[START OF DATASET]

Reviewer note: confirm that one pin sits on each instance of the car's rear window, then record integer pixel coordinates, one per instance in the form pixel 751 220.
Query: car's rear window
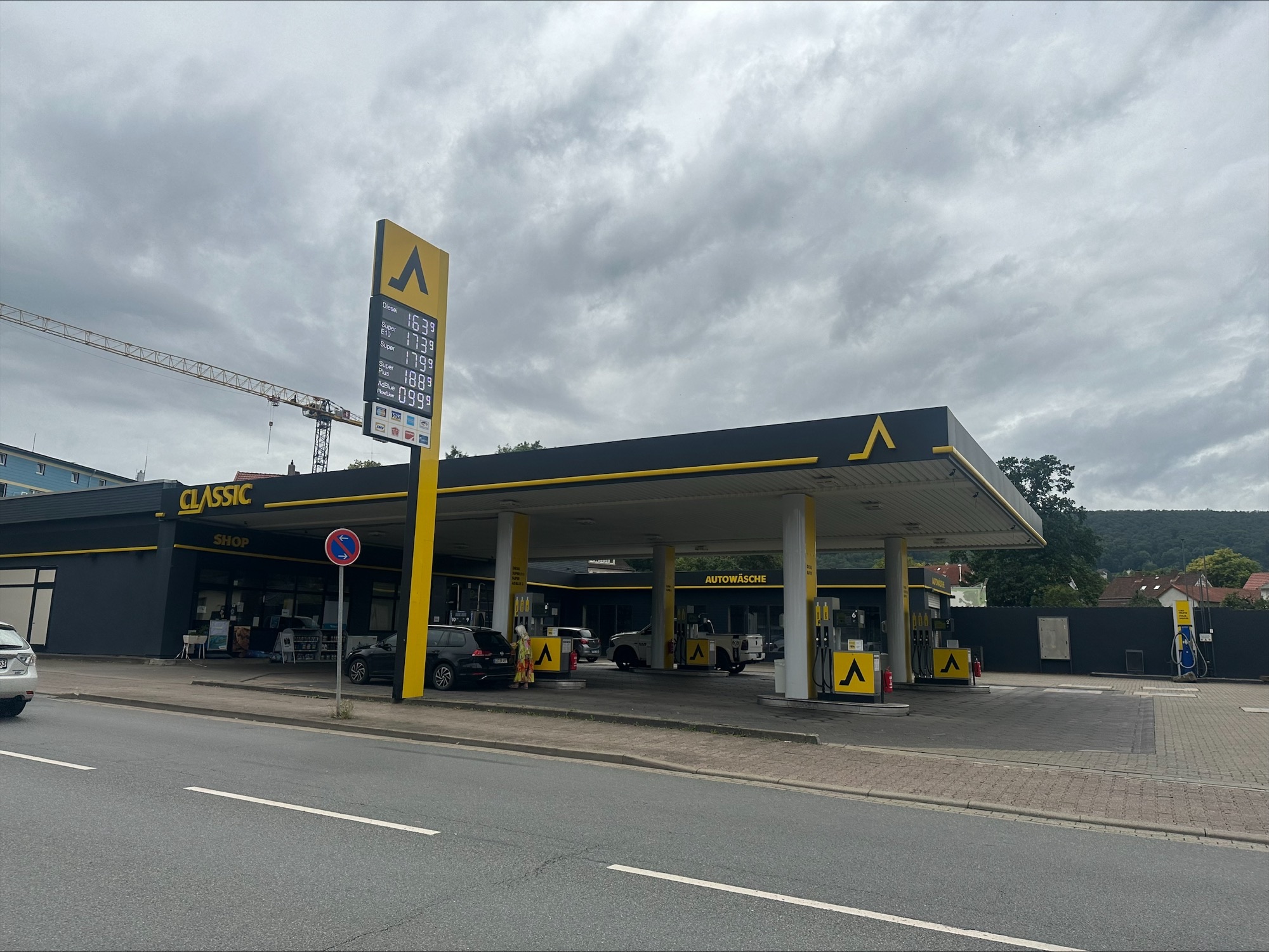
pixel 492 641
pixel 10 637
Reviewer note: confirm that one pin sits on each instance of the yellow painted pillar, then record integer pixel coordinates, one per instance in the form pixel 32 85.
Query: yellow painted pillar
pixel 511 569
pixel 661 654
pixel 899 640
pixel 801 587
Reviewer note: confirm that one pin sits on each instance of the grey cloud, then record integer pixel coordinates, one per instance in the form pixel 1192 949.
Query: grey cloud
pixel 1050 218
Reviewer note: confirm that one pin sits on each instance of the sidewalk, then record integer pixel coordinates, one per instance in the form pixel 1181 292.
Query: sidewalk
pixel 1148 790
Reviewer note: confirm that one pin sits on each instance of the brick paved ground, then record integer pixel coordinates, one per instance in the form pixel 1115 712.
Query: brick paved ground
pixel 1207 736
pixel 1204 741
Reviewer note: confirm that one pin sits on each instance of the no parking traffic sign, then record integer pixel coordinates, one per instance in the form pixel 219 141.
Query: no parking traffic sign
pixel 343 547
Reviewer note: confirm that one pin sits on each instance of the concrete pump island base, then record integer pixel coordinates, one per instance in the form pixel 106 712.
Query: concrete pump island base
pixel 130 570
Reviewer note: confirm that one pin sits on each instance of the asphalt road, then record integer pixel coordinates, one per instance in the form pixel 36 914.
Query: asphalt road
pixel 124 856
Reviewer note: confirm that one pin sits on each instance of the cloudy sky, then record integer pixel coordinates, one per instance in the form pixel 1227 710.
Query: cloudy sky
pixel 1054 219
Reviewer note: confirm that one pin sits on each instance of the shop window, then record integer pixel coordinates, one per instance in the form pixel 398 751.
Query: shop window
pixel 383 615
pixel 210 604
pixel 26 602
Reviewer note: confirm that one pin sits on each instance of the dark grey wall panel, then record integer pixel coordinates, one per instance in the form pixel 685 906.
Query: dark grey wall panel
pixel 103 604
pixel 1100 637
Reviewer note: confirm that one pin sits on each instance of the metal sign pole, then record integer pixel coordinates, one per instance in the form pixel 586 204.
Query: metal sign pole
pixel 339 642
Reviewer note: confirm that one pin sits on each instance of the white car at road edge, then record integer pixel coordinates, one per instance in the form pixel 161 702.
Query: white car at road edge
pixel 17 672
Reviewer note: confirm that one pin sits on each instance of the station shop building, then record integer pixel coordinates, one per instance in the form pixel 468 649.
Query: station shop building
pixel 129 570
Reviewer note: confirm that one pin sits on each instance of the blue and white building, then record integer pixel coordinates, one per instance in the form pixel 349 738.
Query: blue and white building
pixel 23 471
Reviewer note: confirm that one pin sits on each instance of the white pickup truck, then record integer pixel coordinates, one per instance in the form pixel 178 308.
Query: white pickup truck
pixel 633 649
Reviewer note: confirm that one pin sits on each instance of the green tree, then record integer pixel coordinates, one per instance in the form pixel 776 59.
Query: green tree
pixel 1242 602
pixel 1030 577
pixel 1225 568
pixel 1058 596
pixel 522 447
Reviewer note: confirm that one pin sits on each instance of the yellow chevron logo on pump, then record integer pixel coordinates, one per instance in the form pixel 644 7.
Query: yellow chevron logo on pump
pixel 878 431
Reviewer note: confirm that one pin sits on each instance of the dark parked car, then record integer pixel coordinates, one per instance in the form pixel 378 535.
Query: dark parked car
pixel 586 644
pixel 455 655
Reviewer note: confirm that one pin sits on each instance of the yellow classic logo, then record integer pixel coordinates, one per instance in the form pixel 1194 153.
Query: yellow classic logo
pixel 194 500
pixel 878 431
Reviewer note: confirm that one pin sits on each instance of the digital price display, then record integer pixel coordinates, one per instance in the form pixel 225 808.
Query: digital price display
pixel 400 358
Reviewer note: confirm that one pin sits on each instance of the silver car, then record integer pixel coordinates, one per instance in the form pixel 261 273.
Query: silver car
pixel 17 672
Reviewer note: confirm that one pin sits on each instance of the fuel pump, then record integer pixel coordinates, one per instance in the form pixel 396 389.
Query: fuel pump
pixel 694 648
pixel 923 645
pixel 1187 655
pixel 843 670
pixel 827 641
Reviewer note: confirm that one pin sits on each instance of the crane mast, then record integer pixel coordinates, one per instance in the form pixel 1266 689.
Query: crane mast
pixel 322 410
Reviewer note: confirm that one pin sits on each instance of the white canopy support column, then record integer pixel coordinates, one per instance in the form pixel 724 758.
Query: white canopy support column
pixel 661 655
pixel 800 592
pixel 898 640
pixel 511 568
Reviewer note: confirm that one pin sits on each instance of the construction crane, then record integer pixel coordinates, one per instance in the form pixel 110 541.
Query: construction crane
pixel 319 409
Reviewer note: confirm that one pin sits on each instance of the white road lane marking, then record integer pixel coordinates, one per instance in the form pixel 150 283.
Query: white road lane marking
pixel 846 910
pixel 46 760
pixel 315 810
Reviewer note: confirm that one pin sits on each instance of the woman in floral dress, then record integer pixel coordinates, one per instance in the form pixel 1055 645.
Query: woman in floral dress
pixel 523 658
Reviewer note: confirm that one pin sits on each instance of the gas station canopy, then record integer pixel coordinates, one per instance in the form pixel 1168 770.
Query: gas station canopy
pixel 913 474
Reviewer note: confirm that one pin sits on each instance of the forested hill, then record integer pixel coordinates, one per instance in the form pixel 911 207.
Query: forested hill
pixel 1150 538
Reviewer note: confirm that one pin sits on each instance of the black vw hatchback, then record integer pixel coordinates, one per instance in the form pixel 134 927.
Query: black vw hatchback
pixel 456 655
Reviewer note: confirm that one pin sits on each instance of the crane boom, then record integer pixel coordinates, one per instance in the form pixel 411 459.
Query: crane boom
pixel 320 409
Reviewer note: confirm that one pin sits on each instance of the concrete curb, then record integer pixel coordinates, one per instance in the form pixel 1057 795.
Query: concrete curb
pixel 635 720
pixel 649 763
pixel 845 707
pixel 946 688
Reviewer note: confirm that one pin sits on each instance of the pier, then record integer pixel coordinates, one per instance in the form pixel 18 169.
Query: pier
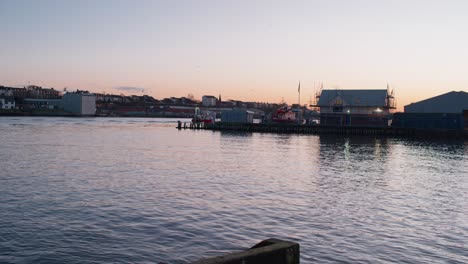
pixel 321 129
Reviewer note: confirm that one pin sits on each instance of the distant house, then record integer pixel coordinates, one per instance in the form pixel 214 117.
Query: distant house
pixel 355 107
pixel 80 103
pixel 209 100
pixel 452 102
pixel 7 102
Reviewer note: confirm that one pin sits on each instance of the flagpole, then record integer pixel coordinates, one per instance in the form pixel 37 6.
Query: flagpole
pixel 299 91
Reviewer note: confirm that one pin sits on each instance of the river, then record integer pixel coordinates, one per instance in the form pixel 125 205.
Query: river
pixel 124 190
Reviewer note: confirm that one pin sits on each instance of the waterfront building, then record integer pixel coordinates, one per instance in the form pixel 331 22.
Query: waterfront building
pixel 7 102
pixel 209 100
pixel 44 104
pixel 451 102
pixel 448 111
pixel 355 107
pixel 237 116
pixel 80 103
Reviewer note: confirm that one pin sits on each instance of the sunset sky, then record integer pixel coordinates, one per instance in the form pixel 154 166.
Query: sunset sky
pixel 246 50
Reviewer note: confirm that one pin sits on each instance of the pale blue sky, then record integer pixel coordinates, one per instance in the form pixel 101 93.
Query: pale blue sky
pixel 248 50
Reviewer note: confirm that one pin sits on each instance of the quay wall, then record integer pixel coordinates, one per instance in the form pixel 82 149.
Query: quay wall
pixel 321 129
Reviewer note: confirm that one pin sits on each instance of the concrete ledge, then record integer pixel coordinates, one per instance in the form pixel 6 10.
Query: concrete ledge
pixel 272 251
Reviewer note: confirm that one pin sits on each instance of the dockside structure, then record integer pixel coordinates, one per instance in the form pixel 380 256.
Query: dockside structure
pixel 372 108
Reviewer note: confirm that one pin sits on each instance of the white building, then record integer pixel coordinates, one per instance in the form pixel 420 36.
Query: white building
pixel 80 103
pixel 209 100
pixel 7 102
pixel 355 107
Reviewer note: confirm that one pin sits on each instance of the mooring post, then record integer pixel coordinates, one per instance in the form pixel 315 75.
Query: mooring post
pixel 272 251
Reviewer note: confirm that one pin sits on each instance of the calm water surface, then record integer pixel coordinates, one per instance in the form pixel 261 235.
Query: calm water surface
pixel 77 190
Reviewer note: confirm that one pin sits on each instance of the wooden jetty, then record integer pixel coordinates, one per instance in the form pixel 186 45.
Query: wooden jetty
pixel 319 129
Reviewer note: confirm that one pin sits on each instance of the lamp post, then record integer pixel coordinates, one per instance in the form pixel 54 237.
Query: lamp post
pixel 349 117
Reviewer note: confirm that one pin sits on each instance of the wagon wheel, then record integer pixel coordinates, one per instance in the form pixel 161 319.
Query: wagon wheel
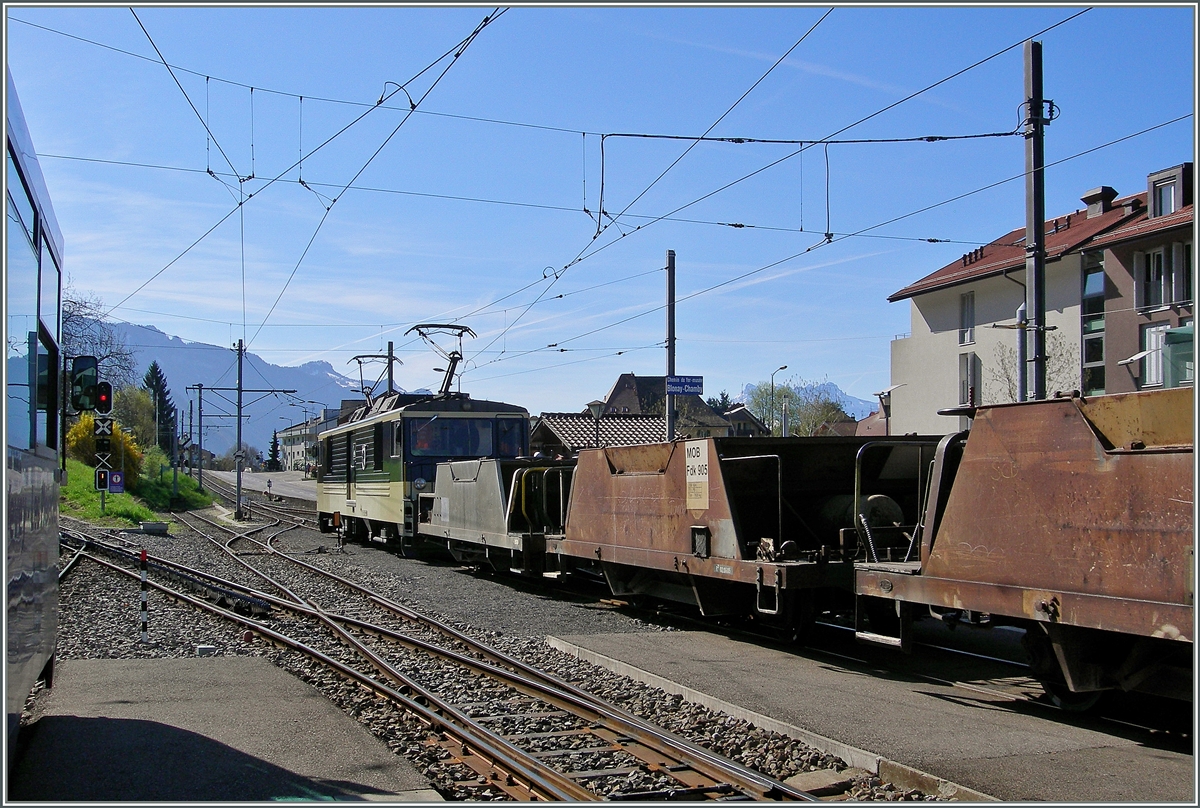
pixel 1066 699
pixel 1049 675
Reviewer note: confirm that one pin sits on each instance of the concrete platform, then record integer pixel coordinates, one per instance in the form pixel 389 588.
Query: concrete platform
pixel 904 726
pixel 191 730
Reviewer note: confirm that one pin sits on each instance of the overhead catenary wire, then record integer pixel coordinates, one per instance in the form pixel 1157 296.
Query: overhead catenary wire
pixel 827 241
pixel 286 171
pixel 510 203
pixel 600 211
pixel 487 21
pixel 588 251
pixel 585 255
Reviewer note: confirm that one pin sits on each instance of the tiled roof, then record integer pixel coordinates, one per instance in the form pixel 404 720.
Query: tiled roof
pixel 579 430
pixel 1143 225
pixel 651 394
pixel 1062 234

[END OF DATASET]

PROBLEM DESCRIPTION:
Update the data between the lines holding "pixel 396 389." and "pixel 827 641", inclusive, by changing "fuel pump" to "gas pump" with all else unchanged. Return only those lines.

PROBLEM SOLUTION:
Reviewer note: confirm that one pin sits on each instance of the gas pump, then record integer pixel coordinates, one per instance in the form pixel 396 389.
Query: gas pump
pixel 694 648
pixel 923 645
pixel 1187 655
pixel 843 670
pixel 827 641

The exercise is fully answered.